::: Page

# Chaos in Tejas YA I KNOW



## xbocax (Jan 28, 2011)

The edge has not gone dull


----------



## MrD (Jan 28, 2011)

FFFFFFFFUUUUUUUUUUUUUU- YEAH!
only 5 more months......


----------



## spoonreceptacle (Jan 29, 2011)

Man i'm gona try and get to that this year. I went once in 05 or 06. I miss Texas, well... some of it.


----------



## paddymelt (Jan 29, 2011)

hell yeah! I love having shit to look forward to. I'ma be there for sure... hoping to make maryland death feast this year too... and possibly punk island in nyc... we'll see


----------



## coolguyeagle76' (Jan 29, 2011)

edge till dead


----------



## crustythadd23 (Jan 30, 2011)

hella stoked for this shit!


----------



## captnjack (Jan 31, 2011)

when is punk week in nyc anyways?


----------



## paddymelt (Jan 31, 2011)

captnjack said:


> when is punk week in nyc anyways?


 
you mean "punk island"? Right now it's tentatively set for june 19th


----------



## seasonchange (Jan 31, 2011)

pumped for this. making it a point of staying in austin til chaos rolls around.
and haha katey red! maybe there'll be another bounce showcase?
also curious, did anyone here end up at that four loko powered nude bounce house party on the east side last year?


----------



## the wizard (Feb 4, 2011)

ima go to this.


----------



## doghead45 (Feb 16, 2011)

I will be there drinking my brains out.


----------



## llamer (Feb 24, 2011)

i can't believe universal order of armageddon are playing


----------

::::::
::: Available data

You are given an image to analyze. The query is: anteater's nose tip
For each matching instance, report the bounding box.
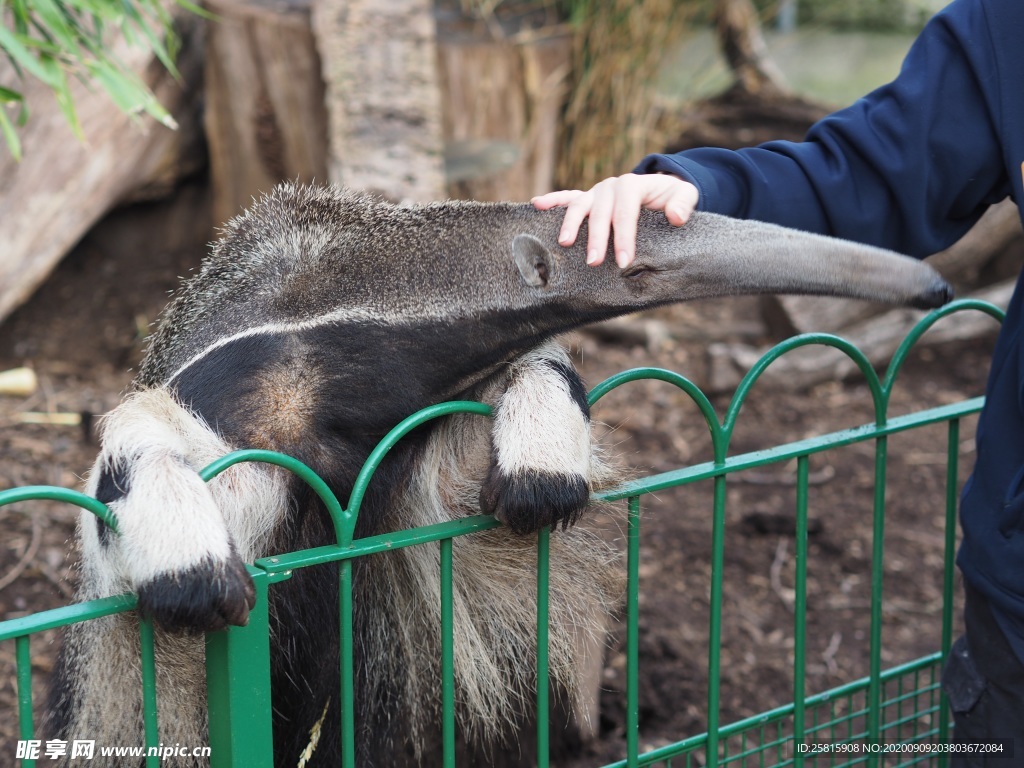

::::::

To be done
Rewrite the paragraph of the forum thread above that begins "hell yeah! I love having" as a short list, keeping its main facts.

Output of the task
- The writer enjoys having things to look forward to.
- The writer will definitely be there.
- The writer hopes to make Maryland Death Feast this year as well.
- The writer might also go to Punk Island in NYC, but that is still uncertain.